Re: [patch,rfc] aio: allocate kiocbs in batches

Jeff Moyer <jmoyer@xxxxxxxxxx> · Thu, 01 Sep 2011 09:56:38 -0400

Andrew Morton <akpm@xxxxxxxxxxxxxxxxxxxx> writes:

> On Tue, 05 Jul 2011 16:35:21 -0400
> Jeff Moyer <jmoyer@xxxxxxxxxx> wrote:
>
>> Hi,
>> 
>> When looking at perf data for my aio-stress test runs against some
>> relatively fast storage, I noticed that __aio_get_req was taking up more
>> CPU than I expected.  The command line for aio-stress was:
>>   aio-stress -O -r 8 -d 256 -b 32 -l -s 16384 /dev/sdk
>> which means we're sending 32 iocbs to io_submit at a time.  Here's the
>> perf report -g output:
>> 
>> Events: 41K cycles
>> -      7.33%  aio-stress  [kernel.kallsyms]             [k] _raw_spin_lock_irq
>>    - _raw_spin_lock_irq
>>       + 75.38% scsi_request_fn
>>       - 10.67% __aio_get_req
>>            io_submit_one
>> 
>> The spinlock is the ctx_lock, taken when allocating the request.  This
>> seemed like pretty low-hanging fruit to me, so I cooked up a patch to
>> allocate 32 kiocbs at a time.  This is the result:
>> 
>> Events: 50K cycles
>> -      5.54%  aio-stress  [kernel.kallsyms]             [k] _raw_spin_lock_irq
>>    - _raw_spin_lock_irq
>>       + 83.23% scsi_request_fn
>>       - 5.14% io_submit_one
>> 
>> So, aio-stress now takes up ~2% less CPU.  This seems like a worth-while
>> thing to do, but I don't have a system handy that would show any real
>> performance gains from it.  The higher the number of iocbs passed to
>> io_submit, the more of a win this will be.
>> 
>> FWIW, I tested this with multiple different batch sizes (1, 32, 33, 64,
>> 256) and it didn't blow up.
>> 
>
> So the benefit comes from reducing the frequency with which ctx_lock is
> taken, rather than from reducing its per-acquisition hold times.

That's right.  The lock is taken in the submission and completion paths.

>> ...

— Supplied information —
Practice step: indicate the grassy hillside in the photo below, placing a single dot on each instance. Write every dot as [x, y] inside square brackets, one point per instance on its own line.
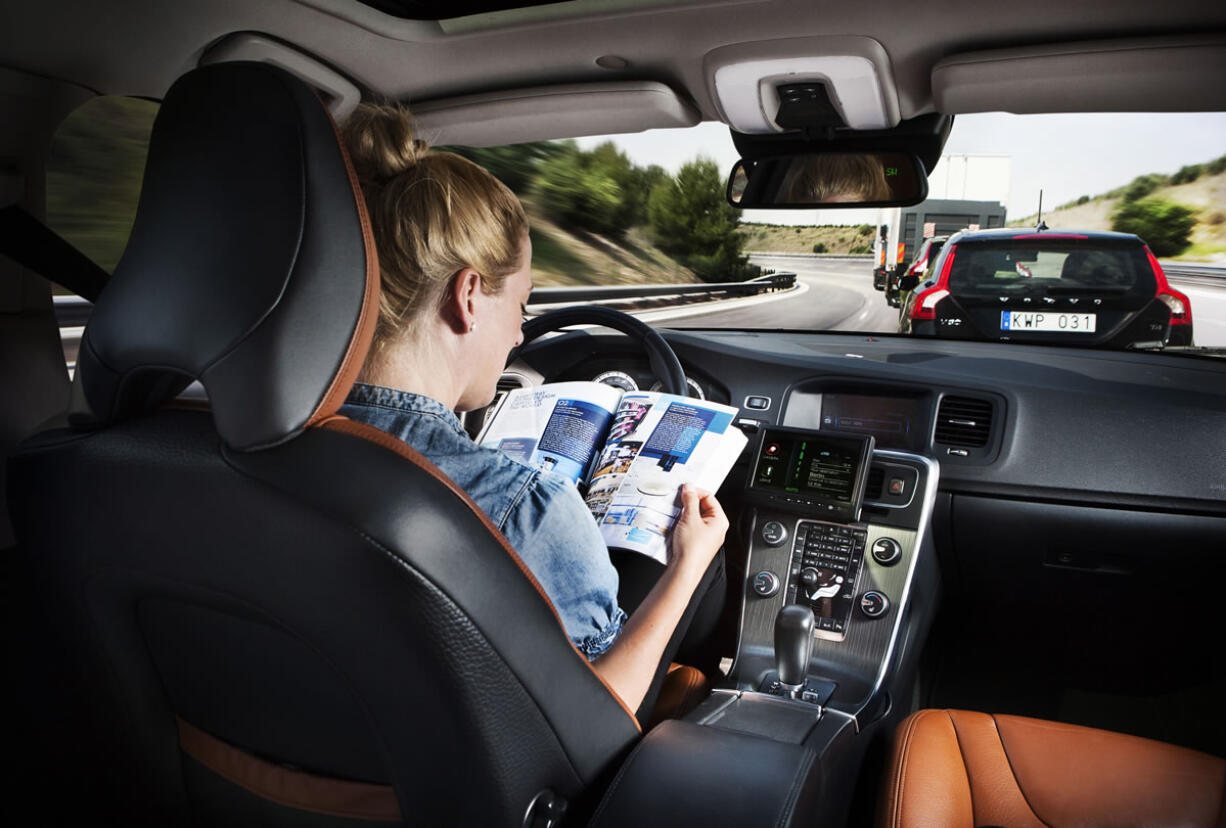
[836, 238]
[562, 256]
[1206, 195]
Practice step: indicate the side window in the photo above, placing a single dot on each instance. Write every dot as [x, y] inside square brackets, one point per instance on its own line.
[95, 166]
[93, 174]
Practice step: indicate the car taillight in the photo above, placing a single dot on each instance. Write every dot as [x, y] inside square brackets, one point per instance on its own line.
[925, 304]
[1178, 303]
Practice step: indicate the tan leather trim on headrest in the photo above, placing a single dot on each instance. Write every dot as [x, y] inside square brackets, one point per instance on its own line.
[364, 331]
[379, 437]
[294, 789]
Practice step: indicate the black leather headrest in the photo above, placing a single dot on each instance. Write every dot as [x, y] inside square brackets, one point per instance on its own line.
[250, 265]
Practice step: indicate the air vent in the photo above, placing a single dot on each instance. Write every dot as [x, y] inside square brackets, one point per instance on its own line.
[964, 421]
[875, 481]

— Set problem 1 —
List every batch size the kiocb-batching thread says was tested.
— Set problem 2 —
Carry on the kiocb-batching thread from where it stops.
The material after the kiocb-batching thread is separate from that thread.

— Expected output 1 —
1, 32, 33, 64, 256

— Expected output 2 —
>>
>> +#define KIOCB_STASH_SIZE	32
>> +struct kiocb_stash {
>> +	unsigned head;
>> +	unsigned tail;
>> +	unsigned total;
>> +	unsigned used;
>> +	struct kiocb *kiocbs[KIOCB_STASH_SIZE];
>> +};
>
> Laziness begets laziness: you didn't bother documenting how this ring
> thing works and why it exists, so I didn't bother reverse-engineering
> that infomation.

Sorry.  I used a ring as I didn't want to introduce more allocations in
the submission path (though I have no real data on which to base this
premature optimization).  As for documenting how it works, I thought it
was pretty straight-forward.

> Once all this has been fixed, I might be wondering why it was done with
> a yukky fixed-size array rather than with a list.

I could change it to a list, if that's preferred.  Remember, this was an
RFC.

> A pox on you for telling us there's a "potential starvation case" but
> not telling us what it is!  It's a kmalloc failure - why is this
> described as "starvation"?

Perhaps you missed that I simply moved that comment in the code;  I
didn't add it.  When allocating an I/O context, the user supplies a
maximum number of events.  That number is used to size the ring buffer
that holds completion data.  It is possible that there is a completed
request waiting for a final fput that is keeping a new allocation from
succeeding.  Calling the aio_fput_routine can free that up, allowing the
allocation to succeed.

> Once all this has been fixed, I might be wondering how we test the
> "potential starvation case".

Well, probably a close on the fd prior to event completion, coupled with
submitting new I/O (on a different fd) when the event completion is
delivered to userspace but before the fput on the fd.

> Various trivial fixies:
>
>
> From: Andrew Morton <akpm@xxxxxxxxxxxxxxxxxxxx>
>
> - coding-style fixes
>
> - improve variable name(s)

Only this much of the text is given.